[Einträge aus einer Sammlung]
──────────
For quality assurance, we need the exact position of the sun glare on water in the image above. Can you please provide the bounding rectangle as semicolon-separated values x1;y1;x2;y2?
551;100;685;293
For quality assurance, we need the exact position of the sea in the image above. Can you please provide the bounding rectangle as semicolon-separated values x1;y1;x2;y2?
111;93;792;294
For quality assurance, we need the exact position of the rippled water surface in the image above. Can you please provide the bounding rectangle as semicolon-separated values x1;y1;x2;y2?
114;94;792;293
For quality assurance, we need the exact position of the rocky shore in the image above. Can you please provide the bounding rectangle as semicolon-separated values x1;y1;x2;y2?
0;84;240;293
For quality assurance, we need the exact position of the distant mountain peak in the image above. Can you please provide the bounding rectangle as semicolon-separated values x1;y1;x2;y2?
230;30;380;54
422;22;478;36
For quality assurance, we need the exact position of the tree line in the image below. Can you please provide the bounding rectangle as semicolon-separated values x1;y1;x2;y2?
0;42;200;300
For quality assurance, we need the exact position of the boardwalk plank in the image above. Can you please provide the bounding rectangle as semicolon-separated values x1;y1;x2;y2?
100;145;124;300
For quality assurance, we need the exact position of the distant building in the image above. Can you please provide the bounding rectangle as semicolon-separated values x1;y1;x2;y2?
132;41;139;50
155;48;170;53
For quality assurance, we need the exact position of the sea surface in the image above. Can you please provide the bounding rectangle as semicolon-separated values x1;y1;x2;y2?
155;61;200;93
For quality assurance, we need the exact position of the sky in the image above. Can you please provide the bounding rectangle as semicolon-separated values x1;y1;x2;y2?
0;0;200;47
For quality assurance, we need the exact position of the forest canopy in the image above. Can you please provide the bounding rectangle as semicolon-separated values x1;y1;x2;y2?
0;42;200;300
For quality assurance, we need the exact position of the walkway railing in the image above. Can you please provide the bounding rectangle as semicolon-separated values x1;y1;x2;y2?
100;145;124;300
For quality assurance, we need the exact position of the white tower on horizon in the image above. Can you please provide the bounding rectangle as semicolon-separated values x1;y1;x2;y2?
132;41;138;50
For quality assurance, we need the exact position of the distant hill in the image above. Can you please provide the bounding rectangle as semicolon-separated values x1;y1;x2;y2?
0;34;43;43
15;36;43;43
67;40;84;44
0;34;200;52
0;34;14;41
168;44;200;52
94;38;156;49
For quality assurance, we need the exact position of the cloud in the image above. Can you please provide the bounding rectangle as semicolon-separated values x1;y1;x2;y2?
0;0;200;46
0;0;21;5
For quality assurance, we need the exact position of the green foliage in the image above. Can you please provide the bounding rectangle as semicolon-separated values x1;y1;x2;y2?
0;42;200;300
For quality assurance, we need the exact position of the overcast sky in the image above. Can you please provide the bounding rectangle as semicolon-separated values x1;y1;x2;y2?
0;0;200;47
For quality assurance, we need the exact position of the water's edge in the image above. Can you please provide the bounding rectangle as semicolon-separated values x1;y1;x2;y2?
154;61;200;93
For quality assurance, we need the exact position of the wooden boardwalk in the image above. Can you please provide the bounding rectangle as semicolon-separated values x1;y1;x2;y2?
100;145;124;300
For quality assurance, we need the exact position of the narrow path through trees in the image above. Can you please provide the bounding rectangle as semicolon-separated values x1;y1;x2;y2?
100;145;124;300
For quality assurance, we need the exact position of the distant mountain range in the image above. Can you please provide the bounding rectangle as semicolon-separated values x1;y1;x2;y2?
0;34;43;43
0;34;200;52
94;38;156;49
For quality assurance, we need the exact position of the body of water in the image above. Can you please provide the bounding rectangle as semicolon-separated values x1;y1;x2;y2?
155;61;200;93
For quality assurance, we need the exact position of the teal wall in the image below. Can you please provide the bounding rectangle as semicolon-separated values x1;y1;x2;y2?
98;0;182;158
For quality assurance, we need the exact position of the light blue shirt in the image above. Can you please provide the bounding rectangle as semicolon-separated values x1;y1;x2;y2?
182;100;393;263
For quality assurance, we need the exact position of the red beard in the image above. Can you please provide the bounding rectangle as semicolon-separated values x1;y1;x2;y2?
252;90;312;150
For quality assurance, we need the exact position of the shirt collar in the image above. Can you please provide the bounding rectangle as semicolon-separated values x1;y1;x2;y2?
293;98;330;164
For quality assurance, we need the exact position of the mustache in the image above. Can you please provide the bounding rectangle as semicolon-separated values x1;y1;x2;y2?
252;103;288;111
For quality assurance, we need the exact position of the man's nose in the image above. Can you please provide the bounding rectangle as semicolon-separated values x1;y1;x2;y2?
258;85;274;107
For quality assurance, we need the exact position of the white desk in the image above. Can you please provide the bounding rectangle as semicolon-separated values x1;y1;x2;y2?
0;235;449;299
──────────
● Was gefordert ist
Tauschen Sie in allem vom Beginn der Auflistung bis hinunter zur Zeile mit „551;100;685;293“ den Ausdruck „sun glare“ gegen „light reflection“ aus. Geben Sie nur diesen Abschnitt wieder, sonst unverändert.

● Antwort zur Übung
For quality assurance, we need the exact position of the light reflection on water in the image above. Can you please provide the bounding rectangle as semicolon-separated values x1;y1;x2;y2?
551;100;685;293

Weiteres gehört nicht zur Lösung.